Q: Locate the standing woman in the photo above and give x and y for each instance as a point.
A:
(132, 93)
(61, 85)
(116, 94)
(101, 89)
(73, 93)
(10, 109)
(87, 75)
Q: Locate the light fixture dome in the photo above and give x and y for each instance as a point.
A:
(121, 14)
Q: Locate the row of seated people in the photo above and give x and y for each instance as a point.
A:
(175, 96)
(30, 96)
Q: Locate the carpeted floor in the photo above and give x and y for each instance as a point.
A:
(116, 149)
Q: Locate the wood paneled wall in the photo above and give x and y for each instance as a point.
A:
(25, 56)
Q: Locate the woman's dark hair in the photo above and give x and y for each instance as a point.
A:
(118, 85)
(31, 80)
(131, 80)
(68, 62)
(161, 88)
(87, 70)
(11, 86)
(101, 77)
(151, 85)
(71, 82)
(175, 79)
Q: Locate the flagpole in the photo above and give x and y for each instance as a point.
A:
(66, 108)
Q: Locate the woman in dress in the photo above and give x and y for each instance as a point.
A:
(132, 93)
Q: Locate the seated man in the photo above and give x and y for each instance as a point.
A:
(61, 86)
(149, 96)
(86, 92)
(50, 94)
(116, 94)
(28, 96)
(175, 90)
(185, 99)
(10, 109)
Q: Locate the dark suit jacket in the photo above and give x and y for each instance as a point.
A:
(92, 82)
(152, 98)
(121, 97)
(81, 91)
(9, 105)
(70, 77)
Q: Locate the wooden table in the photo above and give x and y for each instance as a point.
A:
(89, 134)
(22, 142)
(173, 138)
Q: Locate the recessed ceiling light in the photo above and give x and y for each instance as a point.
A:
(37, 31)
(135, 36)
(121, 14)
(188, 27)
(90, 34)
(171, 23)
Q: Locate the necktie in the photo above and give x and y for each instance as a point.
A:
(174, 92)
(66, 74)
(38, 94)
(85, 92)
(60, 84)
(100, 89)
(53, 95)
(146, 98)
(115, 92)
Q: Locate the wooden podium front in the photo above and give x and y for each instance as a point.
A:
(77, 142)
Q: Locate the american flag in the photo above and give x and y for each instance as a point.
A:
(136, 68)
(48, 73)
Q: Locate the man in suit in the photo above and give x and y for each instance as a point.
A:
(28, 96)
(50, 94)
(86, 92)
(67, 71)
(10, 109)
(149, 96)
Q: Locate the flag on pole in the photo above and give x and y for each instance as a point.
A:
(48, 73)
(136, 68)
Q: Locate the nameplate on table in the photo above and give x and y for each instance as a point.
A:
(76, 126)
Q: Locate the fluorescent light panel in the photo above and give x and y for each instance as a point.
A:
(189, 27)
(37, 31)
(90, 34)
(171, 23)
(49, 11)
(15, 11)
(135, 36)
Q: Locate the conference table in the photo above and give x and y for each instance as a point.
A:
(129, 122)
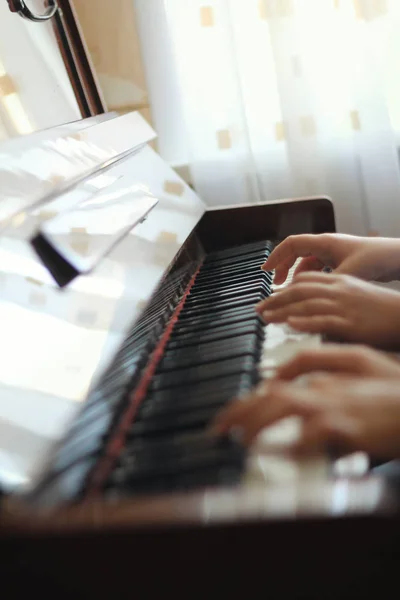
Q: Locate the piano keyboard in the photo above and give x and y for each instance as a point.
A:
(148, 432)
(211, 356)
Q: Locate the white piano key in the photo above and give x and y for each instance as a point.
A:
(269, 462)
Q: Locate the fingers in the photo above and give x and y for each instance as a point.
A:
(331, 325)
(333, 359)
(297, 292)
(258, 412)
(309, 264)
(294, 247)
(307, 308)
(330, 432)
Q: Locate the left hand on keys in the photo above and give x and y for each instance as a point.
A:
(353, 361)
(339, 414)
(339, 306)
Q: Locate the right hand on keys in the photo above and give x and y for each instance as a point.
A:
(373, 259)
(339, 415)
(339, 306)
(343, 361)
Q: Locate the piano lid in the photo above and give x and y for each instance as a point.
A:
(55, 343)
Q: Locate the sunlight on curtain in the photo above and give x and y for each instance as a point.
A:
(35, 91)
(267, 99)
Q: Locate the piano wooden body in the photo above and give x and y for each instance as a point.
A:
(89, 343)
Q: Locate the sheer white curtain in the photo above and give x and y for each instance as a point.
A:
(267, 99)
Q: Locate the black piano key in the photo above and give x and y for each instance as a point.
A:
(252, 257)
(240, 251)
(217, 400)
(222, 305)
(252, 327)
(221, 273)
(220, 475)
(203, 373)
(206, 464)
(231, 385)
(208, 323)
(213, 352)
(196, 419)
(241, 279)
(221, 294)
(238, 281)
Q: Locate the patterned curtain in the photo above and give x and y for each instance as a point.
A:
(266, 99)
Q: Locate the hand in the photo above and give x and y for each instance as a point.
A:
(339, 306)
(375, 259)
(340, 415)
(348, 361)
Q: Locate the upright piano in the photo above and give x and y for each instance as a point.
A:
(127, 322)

* **PROBLEM REQUIREMENTS**: Copy exactly, please, the span of lines that begins at the line with "Q: Locate the hand" and ends at the last line of the data, both included.

* **EXERCISE RESULT**:
Q: Locate the hand in the photo above and give x and y for each instance as a point.
A:
(339, 306)
(375, 259)
(340, 415)
(348, 361)
Q: Locate the upright piano in the photo above and give x and y for each instance as a point.
A:
(127, 322)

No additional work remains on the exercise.